Minefield: The boys to Brazil

Australian miners are heading to Brazil … and the reasons are compelling.

PORTFOLIO POINT: A growing list of Australian mining companies are heading to Brazil. Good geology, easier regulation and lower costs are proving very attractive.

Brazil has never been a significant investment destination for Australian companies, until now. What started as a trickle has become a rush as an increasing number of small miners make the move, lured by easier government regulation and attractive geology.

Gold and iron ore are the primary focus for ASX-listed stocks, but nickel, copper and phosphate are also on the menu.

First clue that something interesting was happening in Brazil came last year when Beadell Resources (BDR) featured in a report here (Twin turbo mining, February 7, 2011).

Lacking even a modest profile at home, Beadell struck it rich in Brazil through the discovery of a unique orebody that yielded both gold and iron ore. Back then, the Tucano prospect was a novelty, but heading towards development, lifting Beadell’s shares from 25c to 76c in just six months, with the last price valuing the stock at $475 million.

Today, Beadell is trading at 97c, a price which values the company (after an increase in the number of issued shares) at $702 million, on its way for a place in the ASX top 200 but still without many Australian investors aware of its success.

Mirabela Nickel (MBN) is another Australian company making its name in Brazil, though it has not had such a smooth ride, burdened by a low nickel price and difficulties in achieving production targets at its Santa Rica nickel mine.

However, over the past few weeks the rising nickel price, falling costs and higher output, has lifted Mirabela from 25c in early September to 44c – a 76% rise in little more than a month.

A combination of factors are conspiring to lift the profile of Brazil in the Australian mining community, including:

  • Substantially lower tax and royalty rates compared with Australia.
  • Mining-friendly state and federal governments.
  • Labour costs that are 50% lower than in Australia, plus cheaper power and water.
  • A strong domestic economy growing at about the same pace as Australia, 3% a year.
  • Much bigger population (191 million) and ranking Brazil as the world’s fifth-biggest economy.
  • A lower-risk profile compared with many African countries that have been the traditional destination for many small Australian miners.
  • Easier access to railway and port services as well as domestic steel mills for iron ore.
  • Direct access to North American and European capital markets.

Some of these points also apply to other South American countries, which have proved attractive to Australian miners – especially those along the spine of the intensely-mineralised Andes mountains which are home to the world’s biggest copper mines.

Chile, Peru, and southern Argentina have been the focus of Australians working in South America, with Brazil largely overlooked.

The elevation of Brazil to the ranking of a prime investment destination has been best explained by one man who has directed a portion of his company’s spare capital into a Brazilian iron ore joint venture.

Mike Young, chief executive of BC Iron (BCI), one of the small iron ore miners in WA’s Pilbara region, has paid $6 million for an initial 5% stake in another ASX-listed company, Cleveland Mining (CDG), which has a small Brazilian gold mine nearing production and a bigger iron ore prospect.

Until BC made the investment in Cleveland it had been focused solely on Australia, particularly on a 50:50 joint venture it has with Fortescue Metals Group, a deal that provided all-important access to rail and port services.

→ RECORDS SHOWN
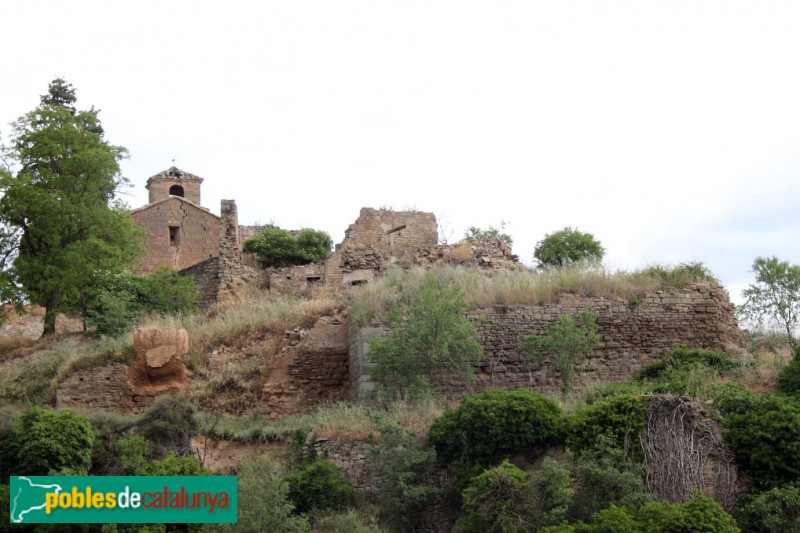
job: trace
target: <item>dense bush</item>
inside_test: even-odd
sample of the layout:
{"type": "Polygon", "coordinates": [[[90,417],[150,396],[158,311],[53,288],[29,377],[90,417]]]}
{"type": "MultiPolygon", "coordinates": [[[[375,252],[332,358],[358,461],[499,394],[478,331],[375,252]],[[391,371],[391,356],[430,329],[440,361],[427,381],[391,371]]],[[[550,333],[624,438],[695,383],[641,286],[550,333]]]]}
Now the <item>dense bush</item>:
{"type": "Polygon", "coordinates": [[[706,496],[686,503],[647,502],[641,507],[611,506],[592,516],[590,524],[546,529],[550,533],[739,533],[736,521],[706,496]]]}
{"type": "Polygon", "coordinates": [[[602,435],[620,450],[641,457],[639,436],[647,421],[647,408],[647,402],[633,394],[581,406],[566,420],[567,446],[575,451],[593,448],[602,435]]]}
{"type": "Polygon", "coordinates": [[[347,509],[356,502],[356,491],[339,469],[326,459],[317,459],[302,470],[286,476],[288,496],[295,512],[347,509]]]}
{"type": "Polygon", "coordinates": [[[533,257],[539,268],[563,267],[573,263],[596,262],[603,260],[606,250],[591,233],[566,227],[546,234],[536,243],[533,257]]]}
{"type": "Polygon", "coordinates": [[[800,403],[788,396],[750,398],[722,420],[725,442],[748,479],[768,489],[800,478],[800,403]]]}
{"type": "Polygon", "coordinates": [[[146,314],[193,311],[197,299],[194,280],[167,266],[146,276],[115,274],[96,288],[87,306],[86,323],[97,335],[117,337],[146,314]]]}
{"type": "Polygon", "coordinates": [[[244,243],[245,252],[254,253],[263,268],[282,268],[321,263],[331,255],[333,239],[324,231],[303,229],[296,234],[267,228],[244,243]]]}
{"type": "Polygon", "coordinates": [[[739,525],[753,533],[800,532],[800,487],[775,487],[752,496],[739,511],[739,525]]]}
{"type": "Polygon", "coordinates": [[[136,432],[160,453],[180,451],[197,433],[194,406],[185,396],[161,396],[136,421],[136,432]]]}
{"type": "Polygon", "coordinates": [[[90,473],[95,476],[119,475],[121,465],[116,443],[130,434],[134,419],[107,411],[96,411],[87,416],[94,432],[90,473]]]}
{"type": "Polygon", "coordinates": [[[436,453],[420,445],[416,434],[397,424],[383,424],[378,442],[365,446],[366,463],[375,475],[375,498],[381,518],[399,529],[412,527],[412,517],[441,491],[428,484],[436,453]]]}
{"type": "Polygon", "coordinates": [[[604,436],[575,456],[579,489],[570,515],[587,519],[609,505],[640,504],[652,499],[644,488],[645,472],[624,450],[604,436]]]}
{"type": "Polygon", "coordinates": [[[467,308],[460,289],[428,277],[402,315],[384,317],[392,331],[373,338],[367,355],[375,363],[372,377],[383,385],[379,394],[425,397],[442,374],[471,381],[483,348],[475,325],[464,315],[467,308]]]}
{"type": "Polygon", "coordinates": [[[506,460],[472,478],[461,493],[464,516],[458,528],[464,533],[532,531],[530,477],[506,460]]]}
{"type": "Polygon", "coordinates": [[[294,505],[287,496],[289,486],[272,459],[264,455],[245,458],[239,467],[238,480],[239,517],[236,525],[231,528],[228,524],[208,524],[207,531],[311,532],[308,518],[293,513],[294,505]]]}
{"type": "Polygon", "coordinates": [[[794,357],[778,374],[778,390],[784,394],[800,395],[800,346],[794,349],[794,357]]]}
{"type": "Polygon", "coordinates": [[[94,433],[89,421],[72,411],[32,407],[20,416],[3,444],[4,465],[15,475],[46,476],[69,469],[85,475],[92,464],[94,433]]]}
{"type": "Polygon", "coordinates": [[[434,420],[428,433],[445,463],[489,466],[561,438],[561,409],[539,393],[492,389],[468,396],[434,420]]]}
{"type": "Polygon", "coordinates": [[[634,374],[655,393],[696,396],[719,376],[741,368],[741,363],[725,352],[701,348],[674,348],[665,359],[656,361],[634,374]]]}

→ PROBLEMS AND TASKS
A. From the article on Australian miners in Brazil, quote everything from "However, over the" down to "small Australian miners.".
B. Answer these questions using the article on Australian miners in Brazil:
(i) At what price is Beadell trading today?
(ii) What population figure is given for Brazil?
(iii) How much did BC Iron pay for its initial 5% stake in Cleveland Mining?
The records have no role in these tasks.

→ LIST OF SOLUTIONS
A.
However, over the past few weeks the rising nickel price, falling costs and higher output, has lifted Mirabela from 25c in early September to 44c – a 76% rise in little more than a month.

A combination of factors are conspiring to lift the profile of Brazil in the Australian mining community, including:

  • Substantially lower tax and royalty rates compared with Australia.
  • Mining-friendly state and federal governments.
  • Labour costs that are 50% lower than in Australia, plus cheaper power and water.
  • A strong domestic economy growing at about the same pace as Australia, 3% a year.
  • Much bigger population (191 million) and ranking Brazil as the world’s fifth-biggest economy.
  • A lower-risk profile compared with many African countries that have been the traditional destination for many small Australian miners.

B.
(i) 97c
(ii) 191 million
(iii) $6 million